### [WORK TO COMPLETE]
Which of the lines below contain the string "overhead"? Pull each one out of the data.
[Opening MATERIAL SHOWN section]
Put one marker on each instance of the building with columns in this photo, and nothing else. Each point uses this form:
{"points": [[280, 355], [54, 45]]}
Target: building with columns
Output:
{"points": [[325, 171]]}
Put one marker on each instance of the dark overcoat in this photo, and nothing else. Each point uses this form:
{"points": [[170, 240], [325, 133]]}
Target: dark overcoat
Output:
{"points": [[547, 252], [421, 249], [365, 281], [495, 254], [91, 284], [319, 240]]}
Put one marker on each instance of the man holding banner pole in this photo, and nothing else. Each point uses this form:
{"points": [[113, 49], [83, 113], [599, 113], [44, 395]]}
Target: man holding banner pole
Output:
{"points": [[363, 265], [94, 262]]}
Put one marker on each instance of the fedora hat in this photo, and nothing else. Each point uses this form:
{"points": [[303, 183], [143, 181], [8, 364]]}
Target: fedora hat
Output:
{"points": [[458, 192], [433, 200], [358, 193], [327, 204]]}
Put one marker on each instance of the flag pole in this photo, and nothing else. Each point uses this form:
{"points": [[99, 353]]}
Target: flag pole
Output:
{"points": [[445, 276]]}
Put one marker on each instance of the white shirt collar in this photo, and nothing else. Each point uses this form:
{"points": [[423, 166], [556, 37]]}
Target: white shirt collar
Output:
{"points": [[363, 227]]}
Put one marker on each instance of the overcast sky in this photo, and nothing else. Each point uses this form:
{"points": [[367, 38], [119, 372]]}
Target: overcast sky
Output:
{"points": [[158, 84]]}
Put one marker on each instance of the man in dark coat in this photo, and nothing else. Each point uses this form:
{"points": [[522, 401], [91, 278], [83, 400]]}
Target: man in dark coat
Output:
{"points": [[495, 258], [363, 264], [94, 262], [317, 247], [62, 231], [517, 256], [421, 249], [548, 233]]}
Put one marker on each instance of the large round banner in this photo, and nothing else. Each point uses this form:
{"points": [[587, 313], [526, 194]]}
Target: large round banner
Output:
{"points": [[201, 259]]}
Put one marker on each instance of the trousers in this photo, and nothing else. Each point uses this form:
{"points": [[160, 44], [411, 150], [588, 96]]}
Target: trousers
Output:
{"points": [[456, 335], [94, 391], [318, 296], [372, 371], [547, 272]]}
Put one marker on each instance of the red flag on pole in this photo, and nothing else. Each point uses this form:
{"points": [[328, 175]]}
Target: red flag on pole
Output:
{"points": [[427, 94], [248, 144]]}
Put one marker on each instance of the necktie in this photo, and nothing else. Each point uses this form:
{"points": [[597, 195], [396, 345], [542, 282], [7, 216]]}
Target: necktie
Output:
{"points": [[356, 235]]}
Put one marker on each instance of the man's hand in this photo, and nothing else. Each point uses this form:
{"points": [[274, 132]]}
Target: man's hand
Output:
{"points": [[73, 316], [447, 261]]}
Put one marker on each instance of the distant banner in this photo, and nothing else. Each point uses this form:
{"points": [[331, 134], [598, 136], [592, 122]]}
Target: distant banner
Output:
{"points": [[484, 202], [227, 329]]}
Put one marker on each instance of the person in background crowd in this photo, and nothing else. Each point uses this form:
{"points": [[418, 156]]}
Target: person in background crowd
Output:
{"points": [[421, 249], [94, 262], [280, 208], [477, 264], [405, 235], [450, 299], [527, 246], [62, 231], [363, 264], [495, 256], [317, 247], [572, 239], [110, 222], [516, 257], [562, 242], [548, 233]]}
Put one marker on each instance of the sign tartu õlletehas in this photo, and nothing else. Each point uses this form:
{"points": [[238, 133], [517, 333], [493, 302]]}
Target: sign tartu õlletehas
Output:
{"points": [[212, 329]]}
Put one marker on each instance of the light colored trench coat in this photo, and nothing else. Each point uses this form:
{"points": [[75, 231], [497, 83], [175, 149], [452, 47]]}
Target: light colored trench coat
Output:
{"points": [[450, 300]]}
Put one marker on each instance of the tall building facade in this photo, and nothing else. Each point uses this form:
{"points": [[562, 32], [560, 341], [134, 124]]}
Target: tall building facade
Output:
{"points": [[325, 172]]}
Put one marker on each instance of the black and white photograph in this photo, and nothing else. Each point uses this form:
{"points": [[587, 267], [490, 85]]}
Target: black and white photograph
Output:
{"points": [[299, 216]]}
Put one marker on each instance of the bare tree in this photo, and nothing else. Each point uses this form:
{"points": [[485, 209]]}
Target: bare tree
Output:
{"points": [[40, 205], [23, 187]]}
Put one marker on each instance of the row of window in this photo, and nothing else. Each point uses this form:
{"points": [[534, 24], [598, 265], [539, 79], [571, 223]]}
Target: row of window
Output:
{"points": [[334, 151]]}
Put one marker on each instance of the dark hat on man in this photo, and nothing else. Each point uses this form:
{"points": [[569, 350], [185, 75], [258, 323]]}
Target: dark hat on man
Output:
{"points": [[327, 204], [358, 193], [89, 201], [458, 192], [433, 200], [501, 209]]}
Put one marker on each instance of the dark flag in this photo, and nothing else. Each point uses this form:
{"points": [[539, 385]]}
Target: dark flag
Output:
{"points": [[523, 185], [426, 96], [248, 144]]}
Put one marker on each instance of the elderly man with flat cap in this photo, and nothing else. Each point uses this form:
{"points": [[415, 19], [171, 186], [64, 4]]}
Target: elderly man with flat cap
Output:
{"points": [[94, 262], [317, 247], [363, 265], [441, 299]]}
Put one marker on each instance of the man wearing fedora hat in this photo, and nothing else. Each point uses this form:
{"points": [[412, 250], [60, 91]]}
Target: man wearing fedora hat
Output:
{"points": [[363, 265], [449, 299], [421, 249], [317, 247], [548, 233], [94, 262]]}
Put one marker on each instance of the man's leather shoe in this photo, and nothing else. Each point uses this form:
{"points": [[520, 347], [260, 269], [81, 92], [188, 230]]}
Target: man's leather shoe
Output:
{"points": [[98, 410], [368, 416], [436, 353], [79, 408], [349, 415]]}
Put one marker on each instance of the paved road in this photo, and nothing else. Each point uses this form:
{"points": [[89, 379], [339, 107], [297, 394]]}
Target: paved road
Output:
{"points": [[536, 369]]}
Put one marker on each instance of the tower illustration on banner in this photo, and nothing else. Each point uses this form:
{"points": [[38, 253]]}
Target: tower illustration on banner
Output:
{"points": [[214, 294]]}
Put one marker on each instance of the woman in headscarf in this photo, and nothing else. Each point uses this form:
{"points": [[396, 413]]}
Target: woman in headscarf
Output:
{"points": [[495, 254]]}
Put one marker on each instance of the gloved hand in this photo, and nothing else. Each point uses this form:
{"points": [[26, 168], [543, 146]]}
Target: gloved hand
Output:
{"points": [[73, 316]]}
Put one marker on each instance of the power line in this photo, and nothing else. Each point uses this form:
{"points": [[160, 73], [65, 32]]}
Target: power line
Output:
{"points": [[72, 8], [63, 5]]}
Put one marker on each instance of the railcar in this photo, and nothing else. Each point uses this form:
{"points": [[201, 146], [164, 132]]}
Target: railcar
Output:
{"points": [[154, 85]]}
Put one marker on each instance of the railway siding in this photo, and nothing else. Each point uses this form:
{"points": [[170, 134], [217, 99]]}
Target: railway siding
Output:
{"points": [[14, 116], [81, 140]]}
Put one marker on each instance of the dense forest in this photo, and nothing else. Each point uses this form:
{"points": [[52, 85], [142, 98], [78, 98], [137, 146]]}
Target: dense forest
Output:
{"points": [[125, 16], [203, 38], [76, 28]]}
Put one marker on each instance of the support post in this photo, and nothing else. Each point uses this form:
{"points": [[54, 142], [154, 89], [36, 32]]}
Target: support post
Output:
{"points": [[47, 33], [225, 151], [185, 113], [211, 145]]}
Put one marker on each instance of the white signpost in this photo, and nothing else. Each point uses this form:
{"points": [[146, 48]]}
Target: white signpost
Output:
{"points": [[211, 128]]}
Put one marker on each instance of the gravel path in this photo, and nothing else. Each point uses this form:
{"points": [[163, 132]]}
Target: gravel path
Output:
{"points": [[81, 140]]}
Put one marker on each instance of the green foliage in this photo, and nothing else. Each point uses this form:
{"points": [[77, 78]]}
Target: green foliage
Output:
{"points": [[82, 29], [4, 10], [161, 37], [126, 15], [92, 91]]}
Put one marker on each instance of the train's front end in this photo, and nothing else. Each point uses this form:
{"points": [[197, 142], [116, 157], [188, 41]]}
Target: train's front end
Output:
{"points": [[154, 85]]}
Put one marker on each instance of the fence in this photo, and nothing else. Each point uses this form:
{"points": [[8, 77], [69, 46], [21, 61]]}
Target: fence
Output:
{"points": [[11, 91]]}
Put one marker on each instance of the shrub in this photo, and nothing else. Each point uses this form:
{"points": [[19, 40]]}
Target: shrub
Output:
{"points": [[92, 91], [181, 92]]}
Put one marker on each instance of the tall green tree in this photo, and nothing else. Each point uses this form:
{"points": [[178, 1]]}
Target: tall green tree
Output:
[Closing MATERIAL SHOWN section]
[Opening MATERIAL SHOWN section]
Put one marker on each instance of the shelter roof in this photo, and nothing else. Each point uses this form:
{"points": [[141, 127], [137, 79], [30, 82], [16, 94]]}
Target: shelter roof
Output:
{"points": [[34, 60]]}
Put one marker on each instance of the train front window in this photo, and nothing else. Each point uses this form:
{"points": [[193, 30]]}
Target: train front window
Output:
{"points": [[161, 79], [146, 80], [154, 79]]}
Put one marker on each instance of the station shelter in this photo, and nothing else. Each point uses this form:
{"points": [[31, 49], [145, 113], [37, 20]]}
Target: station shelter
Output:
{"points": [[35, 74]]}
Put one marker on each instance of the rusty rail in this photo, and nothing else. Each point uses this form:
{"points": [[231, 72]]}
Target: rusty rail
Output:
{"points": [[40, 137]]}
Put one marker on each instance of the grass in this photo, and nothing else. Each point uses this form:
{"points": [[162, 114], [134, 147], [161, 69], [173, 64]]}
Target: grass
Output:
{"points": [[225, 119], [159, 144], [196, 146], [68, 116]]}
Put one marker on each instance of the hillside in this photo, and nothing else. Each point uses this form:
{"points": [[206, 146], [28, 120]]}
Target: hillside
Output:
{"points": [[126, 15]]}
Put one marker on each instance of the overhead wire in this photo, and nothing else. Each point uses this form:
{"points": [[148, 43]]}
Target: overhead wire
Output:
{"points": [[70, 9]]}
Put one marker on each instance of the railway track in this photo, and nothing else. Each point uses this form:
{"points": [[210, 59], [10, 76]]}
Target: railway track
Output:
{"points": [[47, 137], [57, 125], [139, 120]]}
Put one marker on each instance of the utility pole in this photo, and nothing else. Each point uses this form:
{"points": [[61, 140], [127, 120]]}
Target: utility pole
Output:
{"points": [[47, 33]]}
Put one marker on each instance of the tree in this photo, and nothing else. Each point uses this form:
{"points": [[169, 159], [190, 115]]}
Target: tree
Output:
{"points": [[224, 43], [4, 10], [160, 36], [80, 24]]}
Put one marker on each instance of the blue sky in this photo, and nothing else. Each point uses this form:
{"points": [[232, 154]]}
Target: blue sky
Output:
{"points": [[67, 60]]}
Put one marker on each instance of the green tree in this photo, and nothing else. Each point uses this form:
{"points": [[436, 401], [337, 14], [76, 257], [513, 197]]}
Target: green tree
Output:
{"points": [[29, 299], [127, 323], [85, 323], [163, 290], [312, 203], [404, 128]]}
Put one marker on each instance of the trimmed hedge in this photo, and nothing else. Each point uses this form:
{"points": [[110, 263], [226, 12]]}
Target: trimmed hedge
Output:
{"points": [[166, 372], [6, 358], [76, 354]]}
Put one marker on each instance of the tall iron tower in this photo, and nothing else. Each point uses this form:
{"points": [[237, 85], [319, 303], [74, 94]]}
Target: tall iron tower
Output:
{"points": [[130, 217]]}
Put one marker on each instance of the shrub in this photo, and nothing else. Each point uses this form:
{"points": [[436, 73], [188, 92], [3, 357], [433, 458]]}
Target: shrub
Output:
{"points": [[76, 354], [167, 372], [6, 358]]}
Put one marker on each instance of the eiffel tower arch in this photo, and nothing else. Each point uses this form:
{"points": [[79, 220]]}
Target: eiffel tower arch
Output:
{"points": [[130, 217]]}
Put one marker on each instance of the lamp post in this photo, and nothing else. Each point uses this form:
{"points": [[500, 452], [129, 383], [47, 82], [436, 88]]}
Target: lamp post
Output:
[Closing MATERIAL SHOWN section]
[Opening MATERIAL SHOWN section]
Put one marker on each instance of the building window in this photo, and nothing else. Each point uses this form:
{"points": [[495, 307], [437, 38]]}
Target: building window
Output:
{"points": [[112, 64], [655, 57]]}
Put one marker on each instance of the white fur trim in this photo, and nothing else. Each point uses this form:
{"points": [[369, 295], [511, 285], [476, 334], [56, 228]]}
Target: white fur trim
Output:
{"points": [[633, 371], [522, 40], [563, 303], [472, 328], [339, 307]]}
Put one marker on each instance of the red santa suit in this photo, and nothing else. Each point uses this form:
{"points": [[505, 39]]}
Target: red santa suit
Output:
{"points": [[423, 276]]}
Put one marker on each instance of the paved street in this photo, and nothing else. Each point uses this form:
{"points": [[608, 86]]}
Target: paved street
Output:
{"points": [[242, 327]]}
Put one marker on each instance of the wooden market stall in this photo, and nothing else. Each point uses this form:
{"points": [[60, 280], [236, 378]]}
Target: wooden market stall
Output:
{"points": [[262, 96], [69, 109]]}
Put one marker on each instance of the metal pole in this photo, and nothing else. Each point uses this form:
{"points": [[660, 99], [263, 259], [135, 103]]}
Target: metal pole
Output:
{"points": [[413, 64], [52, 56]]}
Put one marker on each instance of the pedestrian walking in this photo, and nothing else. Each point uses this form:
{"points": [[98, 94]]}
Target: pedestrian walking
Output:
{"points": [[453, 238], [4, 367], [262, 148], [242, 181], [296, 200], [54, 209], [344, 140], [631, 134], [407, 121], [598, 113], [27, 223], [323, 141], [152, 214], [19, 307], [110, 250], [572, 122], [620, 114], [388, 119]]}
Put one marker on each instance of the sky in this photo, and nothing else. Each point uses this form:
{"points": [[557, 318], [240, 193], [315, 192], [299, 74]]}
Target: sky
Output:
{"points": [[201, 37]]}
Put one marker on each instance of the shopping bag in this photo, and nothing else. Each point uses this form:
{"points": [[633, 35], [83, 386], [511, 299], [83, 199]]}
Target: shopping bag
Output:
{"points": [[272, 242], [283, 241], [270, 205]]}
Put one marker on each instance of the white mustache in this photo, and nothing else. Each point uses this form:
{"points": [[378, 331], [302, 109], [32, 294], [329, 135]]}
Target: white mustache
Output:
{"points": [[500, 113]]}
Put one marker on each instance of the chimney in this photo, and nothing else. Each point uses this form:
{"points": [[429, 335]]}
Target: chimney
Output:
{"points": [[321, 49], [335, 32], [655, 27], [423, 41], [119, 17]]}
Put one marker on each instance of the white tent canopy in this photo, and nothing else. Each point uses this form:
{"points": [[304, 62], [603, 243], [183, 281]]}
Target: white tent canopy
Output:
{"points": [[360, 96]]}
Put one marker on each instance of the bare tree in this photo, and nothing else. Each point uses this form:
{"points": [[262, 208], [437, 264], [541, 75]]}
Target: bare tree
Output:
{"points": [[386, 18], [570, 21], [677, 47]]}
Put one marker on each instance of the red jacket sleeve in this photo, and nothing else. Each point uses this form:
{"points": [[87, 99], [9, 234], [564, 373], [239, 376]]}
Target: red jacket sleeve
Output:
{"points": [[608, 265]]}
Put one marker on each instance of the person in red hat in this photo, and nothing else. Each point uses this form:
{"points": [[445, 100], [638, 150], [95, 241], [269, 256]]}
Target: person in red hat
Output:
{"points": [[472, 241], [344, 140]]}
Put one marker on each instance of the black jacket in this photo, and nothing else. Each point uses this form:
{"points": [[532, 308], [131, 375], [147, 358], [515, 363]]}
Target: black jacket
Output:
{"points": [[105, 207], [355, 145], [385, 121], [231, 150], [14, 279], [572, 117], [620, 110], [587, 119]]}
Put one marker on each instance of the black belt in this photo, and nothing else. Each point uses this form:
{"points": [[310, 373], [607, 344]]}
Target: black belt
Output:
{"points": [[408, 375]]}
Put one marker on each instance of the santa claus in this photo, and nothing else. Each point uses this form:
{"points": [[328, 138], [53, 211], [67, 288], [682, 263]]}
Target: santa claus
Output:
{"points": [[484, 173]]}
[Closing MATERIAL SHOWN section]
### [SOLVED EXERCISE]
Put one marker on each instance of the overhead wire in this photo, and nothing else. Each point uses this form:
Target: overhead wire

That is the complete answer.